START Record set

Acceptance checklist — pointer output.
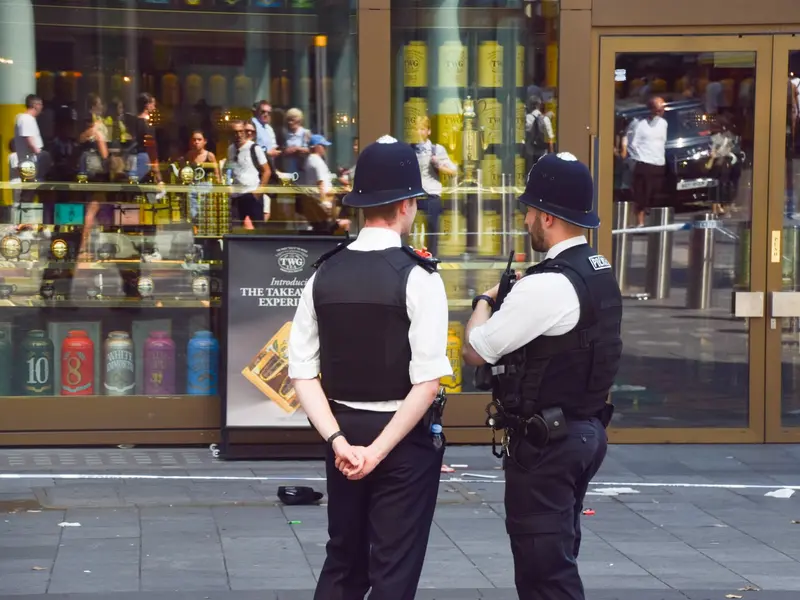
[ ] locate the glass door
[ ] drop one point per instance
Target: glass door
(783, 267)
(682, 184)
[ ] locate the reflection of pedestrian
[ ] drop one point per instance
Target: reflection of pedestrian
(144, 134)
(560, 329)
(433, 163)
(647, 147)
(249, 171)
(373, 318)
(539, 135)
(202, 161)
(13, 173)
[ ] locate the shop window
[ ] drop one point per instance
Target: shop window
(120, 175)
(474, 85)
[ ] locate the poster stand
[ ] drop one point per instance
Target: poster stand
(263, 279)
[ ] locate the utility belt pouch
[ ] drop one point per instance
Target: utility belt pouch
(606, 414)
(555, 423)
(483, 378)
(435, 413)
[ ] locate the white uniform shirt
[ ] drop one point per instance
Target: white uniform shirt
(25, 126)
(246, 177)
(540, 304)
(431, 181)
(648, 140)
(426, 304)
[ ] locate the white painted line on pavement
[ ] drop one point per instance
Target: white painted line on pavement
(627, 484)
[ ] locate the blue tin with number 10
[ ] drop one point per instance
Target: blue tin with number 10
(202, 361)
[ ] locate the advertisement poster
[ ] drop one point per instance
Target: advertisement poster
(265, 277)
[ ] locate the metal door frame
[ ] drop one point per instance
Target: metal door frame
(775, 431)
(762, 45)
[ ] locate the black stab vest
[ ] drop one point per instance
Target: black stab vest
(360, 301)
(575, 371)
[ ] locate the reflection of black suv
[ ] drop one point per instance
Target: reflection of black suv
(692, 180)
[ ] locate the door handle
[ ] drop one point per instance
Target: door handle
(748, 304)
(785, 304)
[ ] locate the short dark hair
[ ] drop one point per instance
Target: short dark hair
(142, 100)
(387, 212)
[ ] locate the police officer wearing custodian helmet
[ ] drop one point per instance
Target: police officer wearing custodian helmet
(555, 348)
(372, 321)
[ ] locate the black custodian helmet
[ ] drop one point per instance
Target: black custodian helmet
(386, 171)
(562, 186)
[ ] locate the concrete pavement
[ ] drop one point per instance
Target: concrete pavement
(670, 522)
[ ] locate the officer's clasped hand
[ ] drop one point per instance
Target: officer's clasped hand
(366, 459)
(347, 459)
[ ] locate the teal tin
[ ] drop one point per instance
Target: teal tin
(6, 364)
(37, 364)
(202, 361)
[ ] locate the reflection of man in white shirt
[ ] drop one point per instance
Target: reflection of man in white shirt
(247, 177)
(28, 141)
(317, 208)
(539, 136)
(647, 139)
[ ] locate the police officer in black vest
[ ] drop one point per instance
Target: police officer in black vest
(555, 348)
(372, 321)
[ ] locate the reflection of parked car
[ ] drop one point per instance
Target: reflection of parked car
(693, 179)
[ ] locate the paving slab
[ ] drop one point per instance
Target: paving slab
(204, 535)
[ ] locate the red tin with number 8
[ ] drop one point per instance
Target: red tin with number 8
(77, 364)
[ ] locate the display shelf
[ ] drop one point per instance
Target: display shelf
(36, 302)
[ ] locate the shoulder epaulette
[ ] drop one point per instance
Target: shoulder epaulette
(330, 253)
(429, 263)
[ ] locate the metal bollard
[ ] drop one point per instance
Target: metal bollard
(621, 250)
(700, 282)
(658, 271)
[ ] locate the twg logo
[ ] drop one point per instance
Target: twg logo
(291, 259)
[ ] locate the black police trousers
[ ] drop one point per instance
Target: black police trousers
(379, 525)
(545, 488)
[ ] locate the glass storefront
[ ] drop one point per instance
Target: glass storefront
(474, 88)
(690, 192)
(126, 156)
(790, 271)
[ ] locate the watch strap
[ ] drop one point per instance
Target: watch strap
(476, 299)
(334, 435)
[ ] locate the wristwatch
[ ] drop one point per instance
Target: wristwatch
(476, 299)
(334, 436)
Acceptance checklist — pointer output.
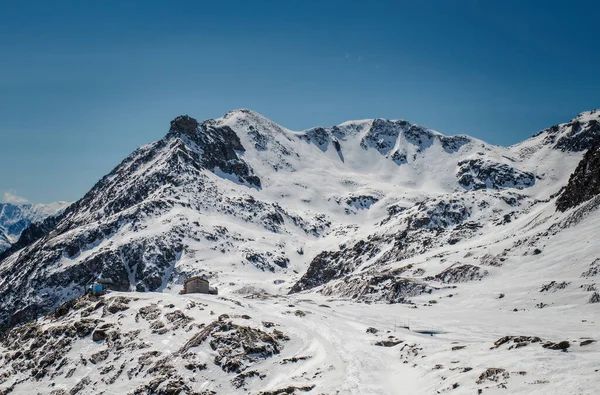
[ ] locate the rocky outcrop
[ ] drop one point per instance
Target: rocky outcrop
(584, 183)
(474, 174)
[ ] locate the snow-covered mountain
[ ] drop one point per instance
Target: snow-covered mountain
(15, 218)
(308, 230)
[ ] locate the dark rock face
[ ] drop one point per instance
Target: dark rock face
(578, 135)
(454, 143)
(121, 199)
(474, 174)
(461, 273)
(31, 234)
(584, 183)
(184, 124)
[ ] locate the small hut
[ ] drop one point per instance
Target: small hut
(196, 285)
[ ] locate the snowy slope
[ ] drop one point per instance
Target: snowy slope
(14, 218)
(387, 223)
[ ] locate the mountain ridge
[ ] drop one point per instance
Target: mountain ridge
(201, 160)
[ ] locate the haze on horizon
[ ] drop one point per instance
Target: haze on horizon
(83, 85)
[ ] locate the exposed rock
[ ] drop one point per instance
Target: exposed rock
(584, 183)
(481, 174)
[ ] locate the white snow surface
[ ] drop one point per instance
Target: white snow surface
(328, 198)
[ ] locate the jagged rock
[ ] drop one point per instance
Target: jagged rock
(481, 174)
(461, 273)
(584, 183)
(563, 345)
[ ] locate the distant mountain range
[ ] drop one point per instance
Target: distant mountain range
(372, 212)
(14, 218)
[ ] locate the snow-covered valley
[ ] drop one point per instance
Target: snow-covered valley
(372, 257)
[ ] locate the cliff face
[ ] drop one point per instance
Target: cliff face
(584, 183)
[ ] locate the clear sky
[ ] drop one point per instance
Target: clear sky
(82, 83)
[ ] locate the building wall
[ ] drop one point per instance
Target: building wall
(196, 286)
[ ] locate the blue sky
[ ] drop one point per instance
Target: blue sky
(82, 84)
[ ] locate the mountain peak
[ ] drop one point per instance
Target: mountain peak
(184, 123)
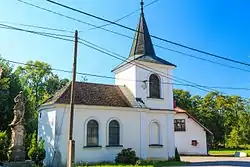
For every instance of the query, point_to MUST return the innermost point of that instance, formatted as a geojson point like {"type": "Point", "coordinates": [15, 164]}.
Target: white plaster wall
{"type": "Point", "coordinates": [193, 132]}
{"type": "Point", "coordinates": [157, 152]}
{"type": "Point", "coordinates": [130, 133]}
{"type": "Point", "coordinates": [46, 130]}
{"type": "Point", "coordinates": [166, 101]}
{"type": "Point", "coordinates": [127, 76]}
{"type": "Point", "coordinates": [134, 133]}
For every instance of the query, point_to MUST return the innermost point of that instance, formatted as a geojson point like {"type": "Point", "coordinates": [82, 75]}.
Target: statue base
{"type": "Point", "coordinates": [17, 149]}
{"type": "Point", "coordinates": [19, 164]}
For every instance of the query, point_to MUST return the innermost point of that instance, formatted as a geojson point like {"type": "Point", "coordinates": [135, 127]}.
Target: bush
{"type": "Point", "coordinates": [3, 146]}
{"type": "Point", "coordinates": [177, 155]}
{"type": "Point", "coordinates": [126, 156]}
{"type": "Point", "coordinates": [36, 150]}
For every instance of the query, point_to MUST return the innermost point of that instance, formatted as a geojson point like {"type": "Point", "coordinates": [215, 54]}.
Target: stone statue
{"type": "Point", "coordinates": [17, 149]}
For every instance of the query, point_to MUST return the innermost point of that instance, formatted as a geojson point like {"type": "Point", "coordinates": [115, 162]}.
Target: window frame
{"type": "Point", "coordinates": [182, 123]}
{"type": "Point", "coordinates": [88, 143]}
{"type": "Point", "coordinates": [118, 133]}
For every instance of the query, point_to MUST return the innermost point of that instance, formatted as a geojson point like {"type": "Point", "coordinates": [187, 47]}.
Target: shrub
{"type": "Point", "coordinates": [3, 146]}
{"type": "Point", "coordinates": [126, 156]}
{"type": "Point", "coordinates": [36, 150]}
{"type": "Point", "coordinates": [177, 155]}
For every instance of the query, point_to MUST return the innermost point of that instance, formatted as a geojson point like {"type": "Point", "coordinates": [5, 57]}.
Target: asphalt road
{"type": "Point", "coordinates": [216, 161]}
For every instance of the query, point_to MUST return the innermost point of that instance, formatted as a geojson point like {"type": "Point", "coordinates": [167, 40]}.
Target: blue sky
{"type": "Point", "coordinates": [220, 27]}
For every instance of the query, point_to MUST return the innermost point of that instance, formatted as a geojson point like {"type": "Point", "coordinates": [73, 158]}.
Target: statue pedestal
{"type": "Point", "coordinates": [19, 164]}
{"type": "Point", "coordinates": [17, 149]}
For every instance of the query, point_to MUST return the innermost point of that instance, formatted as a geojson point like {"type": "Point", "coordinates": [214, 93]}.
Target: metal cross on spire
{"type": "Point", "coordinates": [142, 4]}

END Record set

## Your task
Return only the lines between the one holding "[ ] locate the metal door frame" and the one holding "[ ] locate the reflection of black suv", inclusive, exactly as they appear above.

## Response
[ ] locate the metal door frame
[ ] drop one point per instance
Target: metal door frame
(775, 431)
(762, 45)
[ ] locate the black stab vest
[ ] drop one point per instance
Target: black stab vest
(360, 301)
(575, 371)
[ ] locate the reflection of black suv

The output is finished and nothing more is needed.